### EXERCISE DESCRIPTION
Rewrite the lines below as a numbered list, leaving out any blank lines.
***
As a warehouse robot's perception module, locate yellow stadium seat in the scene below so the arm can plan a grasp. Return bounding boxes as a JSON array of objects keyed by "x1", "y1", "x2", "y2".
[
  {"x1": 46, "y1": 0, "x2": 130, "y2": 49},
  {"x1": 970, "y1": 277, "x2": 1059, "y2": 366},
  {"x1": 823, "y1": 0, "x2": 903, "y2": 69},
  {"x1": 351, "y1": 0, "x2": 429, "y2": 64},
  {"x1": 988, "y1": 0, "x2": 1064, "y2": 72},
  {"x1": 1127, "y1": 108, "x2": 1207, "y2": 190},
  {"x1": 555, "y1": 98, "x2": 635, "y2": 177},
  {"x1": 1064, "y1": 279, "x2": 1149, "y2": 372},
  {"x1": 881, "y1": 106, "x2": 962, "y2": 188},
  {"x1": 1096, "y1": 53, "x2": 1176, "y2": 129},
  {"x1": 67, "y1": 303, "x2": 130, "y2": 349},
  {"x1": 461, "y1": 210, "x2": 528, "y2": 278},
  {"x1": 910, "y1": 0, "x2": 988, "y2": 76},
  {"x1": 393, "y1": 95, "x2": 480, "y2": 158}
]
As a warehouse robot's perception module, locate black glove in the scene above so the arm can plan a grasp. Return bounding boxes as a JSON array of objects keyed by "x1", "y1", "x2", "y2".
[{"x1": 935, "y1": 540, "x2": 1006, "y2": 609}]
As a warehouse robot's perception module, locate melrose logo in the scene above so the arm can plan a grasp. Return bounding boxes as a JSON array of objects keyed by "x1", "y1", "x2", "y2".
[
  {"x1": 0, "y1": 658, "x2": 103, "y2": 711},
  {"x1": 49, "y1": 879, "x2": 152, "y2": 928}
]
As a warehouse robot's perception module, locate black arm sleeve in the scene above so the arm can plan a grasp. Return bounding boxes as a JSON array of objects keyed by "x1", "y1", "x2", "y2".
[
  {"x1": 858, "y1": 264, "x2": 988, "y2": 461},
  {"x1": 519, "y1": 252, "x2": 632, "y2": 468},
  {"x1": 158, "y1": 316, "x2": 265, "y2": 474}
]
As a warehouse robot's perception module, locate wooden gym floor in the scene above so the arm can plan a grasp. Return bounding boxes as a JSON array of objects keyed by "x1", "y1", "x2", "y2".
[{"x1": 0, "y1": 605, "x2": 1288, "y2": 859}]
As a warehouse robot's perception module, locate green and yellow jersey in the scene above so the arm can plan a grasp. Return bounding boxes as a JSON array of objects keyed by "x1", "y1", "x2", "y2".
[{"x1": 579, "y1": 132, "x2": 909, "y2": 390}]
***
### SOLUTION TO THIS PROBLEM
1. As a warehouse robot's perception module, locate yellow stadium seat in the scene below so the arm can plan a grasp. Return bounding boxes as a JSON array of objects keyed by "x1", "y1", "x2", "y2".
2. [
3.   {"x1": 46, "y1": 0, "x2": 130, "y2": 49},
4.   {"x1": 970, "y1": 277, "x2": 1059, "y2": 366},
5.   {"x1": 823, "y1": 0, "x2": 903, "y2": 69},
6.   {"x1": 351, "y1": 0, "x2": 429, "y2": 64},
7.   {"x1": 988, "y1": 0, "x2": 1064, "y2": 72},
8.   {"x1": 1127, "y1": 108, "x2": 1207, "y2": 190},
9.   {"x1": 555, "y1": 98, "x2": 635, "y2": 177},
10.   {"x1": 1064, "y1": 279, "x2": 1149, "y2": 372},
11.   {"x1": 881, "y1": 106, "x2": 962, "y2": 188},
12.   {"x1": 1096, "y1": 53, "x2": 1176, "y2": 129},
13.   {"x1": 67, "y1": 303, "x2": 130, "y2": 349},
14.   {"x1": 461, "y1": 210, "x2": 528, "y2": 278},
15.   {"x1": 910, "y1": 0, "x2": 988, "y2": 76},
16.   {"x1": 393, "y1": 95, "x2": 480, "y2": 158}
17. ]
18. As a warehouse robot's perception module, locate black glove in the scene above so the arm can plan a grasp. Return bounding boxes as a JSON array of objects keyed by "x1", "y1", "x2", "y2".
19. [{"x1": 935, "y1": 540, "x2": 1006, "y2": 609}]
20. As a warehouse robot's perception module, locate melrose logo in the scene above so the arm can plan a grasp. Return bounding boxes as a JSON array of objects keyed by "x1", "y1", "x2", "y2".
21. [
22.   {"x1": 0, "y1": 658, "x2": 103, "y2": 711},
23.   {"x1": 49, "y1": 879, "x2": 152, "y2": 928}
24. ]
25. As a warehouse robot's perception module, locate black arm sleeve in the scene above so the arm can plan a grasp. Return bounding boxes as a JSON array of objects keyed by "x1", "y1", "x2", "y2".
26. [
27.   {"x1": 858, "y1": 264, "x2": 988, "y2": 461},
28.   {"x1": 519, "y1": 252, "x2": 632, "y2": 468},
29.   {"x1": 158, "y1": 316, "x2": 265, "y2": 474}
30. ]
31. As a warehouse robot's perception module, locate wooden gym floor in the scene above so the arm can plan a grasp. Return bounding boxes as a JSON array of objects keyed by "x1", "y1", "x2", "y2".
32. [{"x1": 0, "y1": 605, "x2": 1288, "y2": 859}]
33. As a warehouse robot's perception module, locate green and yellow jersey in the scene above so the arm can plan a grasp. Return bounding boxes as a JSON array of objects keyed by "x1", "y1", "x2", "y2".
34. [{"x1": 579, "y1": 132, "x2": 909, "y2": 390}]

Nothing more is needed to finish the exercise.